__EXERCISE GOAL__
Please copy exactly the lines that begin with the one containing "and blue object" and end with the last line of the entries.

__LISTED RECORDS__
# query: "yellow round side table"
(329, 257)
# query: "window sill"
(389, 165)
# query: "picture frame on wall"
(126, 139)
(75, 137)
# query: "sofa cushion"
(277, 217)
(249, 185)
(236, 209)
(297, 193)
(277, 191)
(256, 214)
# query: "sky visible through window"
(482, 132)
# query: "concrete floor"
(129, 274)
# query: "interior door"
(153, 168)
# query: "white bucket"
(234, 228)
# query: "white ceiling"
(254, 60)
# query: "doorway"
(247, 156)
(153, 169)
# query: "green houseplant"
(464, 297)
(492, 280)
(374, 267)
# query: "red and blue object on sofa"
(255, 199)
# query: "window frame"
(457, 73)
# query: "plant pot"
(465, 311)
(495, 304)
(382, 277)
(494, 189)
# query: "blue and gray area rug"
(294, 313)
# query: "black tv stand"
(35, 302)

__REPLY TO THE EXERCISE__
# query: "red and blue object on sofa"
(255, 199)
# query: "window frame"
(457, 73)
# query: "plant pot"
(465, 311)
(495, 304)
(382, 277)
(494, 189)
# query: "blue and gray area rug"
(294, 313)
# query: "black tv stand"
(35, 302)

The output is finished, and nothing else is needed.